Selected excerpt

RS: And, so, at that point in time, they started saying, “Oh, well, some other cons do skits. Maybe we can do some skits.” And we did. We had skits written by one of the really good women from the Houston Whips group, came to Escapade a couple of times, and wrote Jurassic Fandom, or something like that. Was just, (a) adorable, and (b), hysterical. So those were real crowd pleasers, so they did like two years in a row, and after that, you know, we couldn't get, we couldn't get a new one, a new play written every con. So that was when they started getting the singing group, and doing the filks, fannish filks, and doing them between the vid show intermission and stuff like that after, as time went on. But the filks were great fun, and very crowd-pleasing. So I'm kind of sad that we don't get to do those any more.

[Rachael]: Pros. Okay, we all know about Starsky and Hutch, and the fact that they were very close emotionally. With The Professionals, there was a little more distance, because it was coming from Britain. And, but there was still that adventurous life. And it started off as a circuit, and you had to know people, and pass around stories. And the thing that, and again, I'm back to, this was also part of the gay rights world at this point in time. Because we have women who have not ever experienced alternate sexualities getting involved in fandom, and through that becoming more, you know.

When I was growing up it was hard to find books that had a female lead character. So I got very used to putting myself in male bodies. I was a big reader, and so I was very used to being a male. So when you come to slash fandom, yes, there are some people who are looking at it and playing with dolls, but it's also, you are identifying and having affinity with these male characters, these male bodies. It also allows you some distance from it, from sexuality, because it's not your same gender. And it also rebalances power, because, again, women were, and still are, not in the same level playing field as men.

Stated exercise
In the fandom interview excerpt, what did the convention start doing after it could no longer get a new play written for every con?

Rows

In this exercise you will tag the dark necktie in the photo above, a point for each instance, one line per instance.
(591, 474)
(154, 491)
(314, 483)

==

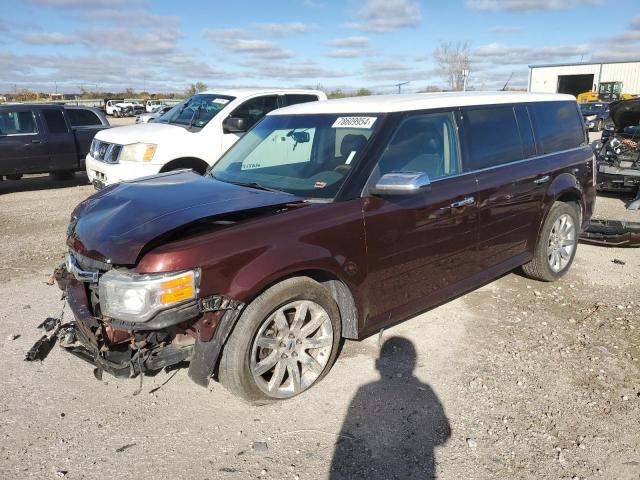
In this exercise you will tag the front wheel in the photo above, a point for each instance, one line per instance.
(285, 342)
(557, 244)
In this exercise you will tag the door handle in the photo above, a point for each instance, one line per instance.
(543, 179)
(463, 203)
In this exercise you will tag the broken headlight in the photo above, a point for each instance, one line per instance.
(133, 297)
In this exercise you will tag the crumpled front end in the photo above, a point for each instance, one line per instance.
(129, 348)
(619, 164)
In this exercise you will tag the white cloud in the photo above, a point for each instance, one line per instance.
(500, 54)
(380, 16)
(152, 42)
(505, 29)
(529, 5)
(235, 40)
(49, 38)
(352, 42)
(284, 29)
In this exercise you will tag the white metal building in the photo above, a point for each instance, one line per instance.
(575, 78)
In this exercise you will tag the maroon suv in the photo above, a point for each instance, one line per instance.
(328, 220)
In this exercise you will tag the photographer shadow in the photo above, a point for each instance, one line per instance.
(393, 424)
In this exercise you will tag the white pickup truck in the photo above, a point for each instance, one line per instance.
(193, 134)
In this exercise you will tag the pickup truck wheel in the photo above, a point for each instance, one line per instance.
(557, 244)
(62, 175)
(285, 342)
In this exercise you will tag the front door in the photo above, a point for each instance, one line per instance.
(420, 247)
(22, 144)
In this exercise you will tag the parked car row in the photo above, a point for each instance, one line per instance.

Answer to the problem
It started getting a singing group to perform fannish filks, done between the vid show intermission and at similar times.